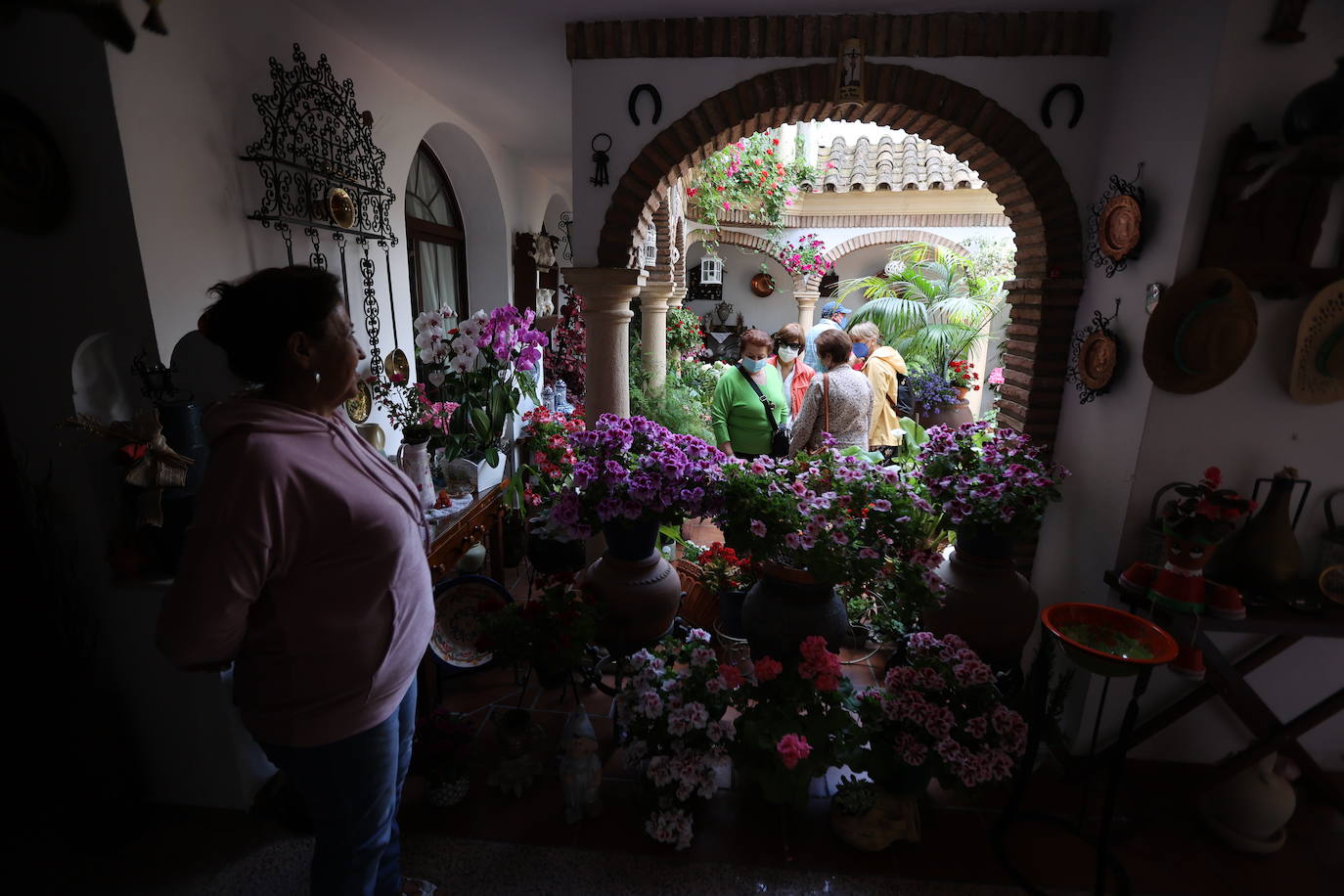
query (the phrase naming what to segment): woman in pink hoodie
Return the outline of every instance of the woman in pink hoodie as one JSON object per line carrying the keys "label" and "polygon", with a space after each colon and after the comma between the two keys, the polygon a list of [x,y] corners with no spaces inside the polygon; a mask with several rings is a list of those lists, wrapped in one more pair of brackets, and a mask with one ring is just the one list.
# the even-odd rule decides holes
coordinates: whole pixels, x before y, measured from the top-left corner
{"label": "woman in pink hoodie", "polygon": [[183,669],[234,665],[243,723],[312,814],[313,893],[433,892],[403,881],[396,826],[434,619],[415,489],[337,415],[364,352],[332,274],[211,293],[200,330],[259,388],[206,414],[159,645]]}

------

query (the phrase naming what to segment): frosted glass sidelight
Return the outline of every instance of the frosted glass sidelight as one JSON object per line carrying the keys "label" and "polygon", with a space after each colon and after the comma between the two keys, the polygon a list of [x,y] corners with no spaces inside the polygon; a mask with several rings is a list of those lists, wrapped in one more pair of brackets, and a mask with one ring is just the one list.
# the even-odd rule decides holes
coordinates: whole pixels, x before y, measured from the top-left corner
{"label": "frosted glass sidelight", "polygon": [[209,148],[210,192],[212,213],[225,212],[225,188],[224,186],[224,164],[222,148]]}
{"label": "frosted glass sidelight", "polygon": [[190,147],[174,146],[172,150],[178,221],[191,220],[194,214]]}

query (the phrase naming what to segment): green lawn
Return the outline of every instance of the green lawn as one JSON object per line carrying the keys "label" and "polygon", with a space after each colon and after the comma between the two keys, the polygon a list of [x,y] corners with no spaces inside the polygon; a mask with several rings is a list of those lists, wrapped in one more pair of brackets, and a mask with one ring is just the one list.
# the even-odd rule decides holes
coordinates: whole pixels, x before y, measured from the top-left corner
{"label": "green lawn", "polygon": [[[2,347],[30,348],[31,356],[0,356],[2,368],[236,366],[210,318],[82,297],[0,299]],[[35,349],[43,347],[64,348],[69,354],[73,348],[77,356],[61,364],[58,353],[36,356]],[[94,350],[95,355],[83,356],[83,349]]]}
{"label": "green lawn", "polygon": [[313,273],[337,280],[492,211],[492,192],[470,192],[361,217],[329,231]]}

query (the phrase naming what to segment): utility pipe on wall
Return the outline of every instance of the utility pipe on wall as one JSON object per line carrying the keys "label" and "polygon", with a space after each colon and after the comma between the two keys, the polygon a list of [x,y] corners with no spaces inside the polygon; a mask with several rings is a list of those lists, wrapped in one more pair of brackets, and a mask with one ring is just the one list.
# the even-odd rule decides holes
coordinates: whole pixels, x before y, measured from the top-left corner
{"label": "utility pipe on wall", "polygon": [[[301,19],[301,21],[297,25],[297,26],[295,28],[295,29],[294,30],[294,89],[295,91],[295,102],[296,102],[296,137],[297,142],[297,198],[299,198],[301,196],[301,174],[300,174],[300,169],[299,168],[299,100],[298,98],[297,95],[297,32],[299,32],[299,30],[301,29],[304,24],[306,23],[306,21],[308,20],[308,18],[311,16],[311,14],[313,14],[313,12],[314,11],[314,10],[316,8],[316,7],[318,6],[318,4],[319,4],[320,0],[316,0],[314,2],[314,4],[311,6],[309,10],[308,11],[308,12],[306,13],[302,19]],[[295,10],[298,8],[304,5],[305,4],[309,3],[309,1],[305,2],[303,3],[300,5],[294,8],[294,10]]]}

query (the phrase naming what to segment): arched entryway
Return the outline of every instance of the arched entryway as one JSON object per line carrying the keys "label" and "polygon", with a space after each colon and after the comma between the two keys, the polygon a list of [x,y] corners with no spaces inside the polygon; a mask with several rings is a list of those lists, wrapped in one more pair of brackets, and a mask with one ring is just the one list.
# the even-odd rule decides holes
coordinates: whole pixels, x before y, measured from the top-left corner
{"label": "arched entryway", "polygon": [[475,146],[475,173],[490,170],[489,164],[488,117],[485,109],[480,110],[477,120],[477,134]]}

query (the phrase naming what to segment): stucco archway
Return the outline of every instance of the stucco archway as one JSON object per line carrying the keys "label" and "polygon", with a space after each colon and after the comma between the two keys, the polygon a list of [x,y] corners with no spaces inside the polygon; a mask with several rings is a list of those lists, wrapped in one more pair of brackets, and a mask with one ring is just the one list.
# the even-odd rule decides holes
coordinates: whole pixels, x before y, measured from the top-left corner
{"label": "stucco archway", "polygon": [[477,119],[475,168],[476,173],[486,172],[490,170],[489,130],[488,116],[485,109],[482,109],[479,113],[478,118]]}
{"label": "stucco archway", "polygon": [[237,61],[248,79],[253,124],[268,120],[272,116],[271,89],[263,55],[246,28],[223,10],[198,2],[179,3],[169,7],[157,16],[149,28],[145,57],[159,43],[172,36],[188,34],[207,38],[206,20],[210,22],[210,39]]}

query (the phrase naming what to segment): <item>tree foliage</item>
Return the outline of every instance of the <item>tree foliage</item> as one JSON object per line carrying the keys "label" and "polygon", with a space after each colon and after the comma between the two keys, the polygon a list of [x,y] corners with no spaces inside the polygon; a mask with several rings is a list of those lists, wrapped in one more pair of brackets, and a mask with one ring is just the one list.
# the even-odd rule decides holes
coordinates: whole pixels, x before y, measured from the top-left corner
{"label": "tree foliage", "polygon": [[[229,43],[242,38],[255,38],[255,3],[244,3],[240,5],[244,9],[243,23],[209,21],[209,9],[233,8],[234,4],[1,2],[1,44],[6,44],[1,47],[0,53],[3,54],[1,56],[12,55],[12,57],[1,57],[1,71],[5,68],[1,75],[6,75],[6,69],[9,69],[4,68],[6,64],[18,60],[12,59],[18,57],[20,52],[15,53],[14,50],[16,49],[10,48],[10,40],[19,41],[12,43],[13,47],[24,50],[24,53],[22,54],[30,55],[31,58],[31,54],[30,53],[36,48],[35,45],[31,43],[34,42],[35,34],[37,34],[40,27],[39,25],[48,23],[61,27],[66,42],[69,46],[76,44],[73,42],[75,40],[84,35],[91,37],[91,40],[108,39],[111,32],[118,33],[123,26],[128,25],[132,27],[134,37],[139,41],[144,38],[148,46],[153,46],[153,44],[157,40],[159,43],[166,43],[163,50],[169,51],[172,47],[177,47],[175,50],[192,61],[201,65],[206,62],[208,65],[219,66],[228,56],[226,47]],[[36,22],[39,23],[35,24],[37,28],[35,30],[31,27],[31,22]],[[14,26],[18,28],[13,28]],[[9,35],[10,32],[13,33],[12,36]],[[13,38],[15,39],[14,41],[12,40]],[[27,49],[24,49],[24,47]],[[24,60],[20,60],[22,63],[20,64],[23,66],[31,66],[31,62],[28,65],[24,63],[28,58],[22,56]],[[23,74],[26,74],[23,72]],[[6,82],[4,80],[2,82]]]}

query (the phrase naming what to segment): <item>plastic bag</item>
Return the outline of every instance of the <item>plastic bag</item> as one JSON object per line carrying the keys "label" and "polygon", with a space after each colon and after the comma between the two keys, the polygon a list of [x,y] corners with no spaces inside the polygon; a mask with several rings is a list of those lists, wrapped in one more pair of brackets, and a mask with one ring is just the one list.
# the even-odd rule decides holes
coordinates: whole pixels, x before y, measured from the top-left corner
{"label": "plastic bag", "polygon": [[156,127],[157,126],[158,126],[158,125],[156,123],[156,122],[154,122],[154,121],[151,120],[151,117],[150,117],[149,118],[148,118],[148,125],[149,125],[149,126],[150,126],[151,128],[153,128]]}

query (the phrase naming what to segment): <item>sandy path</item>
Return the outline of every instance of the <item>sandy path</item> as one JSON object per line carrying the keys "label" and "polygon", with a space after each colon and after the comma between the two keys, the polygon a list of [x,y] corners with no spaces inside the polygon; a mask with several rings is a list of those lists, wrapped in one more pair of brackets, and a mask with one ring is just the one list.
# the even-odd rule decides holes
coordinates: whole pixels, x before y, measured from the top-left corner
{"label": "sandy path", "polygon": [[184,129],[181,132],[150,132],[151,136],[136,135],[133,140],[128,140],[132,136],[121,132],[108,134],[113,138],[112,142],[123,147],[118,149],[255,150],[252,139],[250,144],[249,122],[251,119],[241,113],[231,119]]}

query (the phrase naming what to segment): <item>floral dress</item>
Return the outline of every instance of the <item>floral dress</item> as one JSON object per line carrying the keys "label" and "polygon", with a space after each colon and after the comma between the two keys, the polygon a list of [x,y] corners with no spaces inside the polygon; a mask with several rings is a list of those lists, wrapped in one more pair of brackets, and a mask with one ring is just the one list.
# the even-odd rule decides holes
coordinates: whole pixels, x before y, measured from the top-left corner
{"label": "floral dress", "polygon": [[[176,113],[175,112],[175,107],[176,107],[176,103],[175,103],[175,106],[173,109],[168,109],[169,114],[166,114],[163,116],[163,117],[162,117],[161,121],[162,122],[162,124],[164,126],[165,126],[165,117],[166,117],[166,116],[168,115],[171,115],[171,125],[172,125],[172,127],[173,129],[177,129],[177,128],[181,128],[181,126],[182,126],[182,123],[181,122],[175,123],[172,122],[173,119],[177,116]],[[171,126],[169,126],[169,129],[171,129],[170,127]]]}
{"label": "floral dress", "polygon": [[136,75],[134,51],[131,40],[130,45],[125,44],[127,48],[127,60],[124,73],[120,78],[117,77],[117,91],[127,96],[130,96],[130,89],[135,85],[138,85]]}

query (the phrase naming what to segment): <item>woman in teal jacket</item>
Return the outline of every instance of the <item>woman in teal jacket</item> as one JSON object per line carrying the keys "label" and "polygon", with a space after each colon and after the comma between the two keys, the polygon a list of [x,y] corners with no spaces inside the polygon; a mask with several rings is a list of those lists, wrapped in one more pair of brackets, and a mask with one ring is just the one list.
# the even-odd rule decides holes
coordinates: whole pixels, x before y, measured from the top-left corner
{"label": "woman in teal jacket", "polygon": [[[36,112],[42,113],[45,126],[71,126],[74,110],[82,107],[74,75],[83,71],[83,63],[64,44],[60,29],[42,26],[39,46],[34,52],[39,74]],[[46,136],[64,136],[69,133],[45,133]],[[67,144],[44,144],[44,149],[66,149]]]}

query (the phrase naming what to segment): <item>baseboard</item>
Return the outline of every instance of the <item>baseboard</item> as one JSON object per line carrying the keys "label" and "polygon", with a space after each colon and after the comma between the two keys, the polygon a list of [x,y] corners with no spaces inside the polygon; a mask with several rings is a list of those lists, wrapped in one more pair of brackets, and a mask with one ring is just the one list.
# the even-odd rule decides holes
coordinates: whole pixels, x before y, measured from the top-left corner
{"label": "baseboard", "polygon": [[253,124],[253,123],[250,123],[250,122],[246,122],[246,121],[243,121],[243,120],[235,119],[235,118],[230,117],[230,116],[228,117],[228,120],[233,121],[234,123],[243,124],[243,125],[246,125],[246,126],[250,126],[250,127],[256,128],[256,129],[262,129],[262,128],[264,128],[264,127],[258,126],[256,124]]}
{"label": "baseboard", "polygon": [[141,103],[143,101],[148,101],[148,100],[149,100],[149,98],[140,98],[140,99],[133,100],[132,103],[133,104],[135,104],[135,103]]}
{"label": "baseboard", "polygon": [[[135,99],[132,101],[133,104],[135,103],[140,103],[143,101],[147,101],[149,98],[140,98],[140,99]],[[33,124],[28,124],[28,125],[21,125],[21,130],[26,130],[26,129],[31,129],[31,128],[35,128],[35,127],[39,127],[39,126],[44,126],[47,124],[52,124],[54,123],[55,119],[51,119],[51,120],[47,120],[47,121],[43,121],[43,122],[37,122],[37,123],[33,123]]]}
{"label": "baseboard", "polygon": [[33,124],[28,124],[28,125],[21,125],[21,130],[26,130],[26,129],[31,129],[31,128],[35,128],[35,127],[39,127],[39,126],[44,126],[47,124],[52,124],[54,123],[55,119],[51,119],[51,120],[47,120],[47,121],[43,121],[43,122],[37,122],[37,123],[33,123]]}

------

**STATED PROBLEM**
Pick out every line in the entries above that contains the word "entryway", matching case exactly.

**EXERCISE ANSWER**
query (the phrase naming what to segment): arched entryway
Return the outline of every instance of the arched entryway as one JSON object per line carrying the keys "label" and "polygon", with a space after each colon and after the comma between the two keys, the polygon a list of [x,y] corners with no spaces inside the polygon; a mask with several rings is a list of those lists, wrapped in one more pair of brackets, and a mask with one ring is just the one list.
{"label": "arched entryway", "polygon": [[475,146],[475,173],[490,170],[489,164],[488,117],[485,109],[480,110],[477,120],[477,134]]}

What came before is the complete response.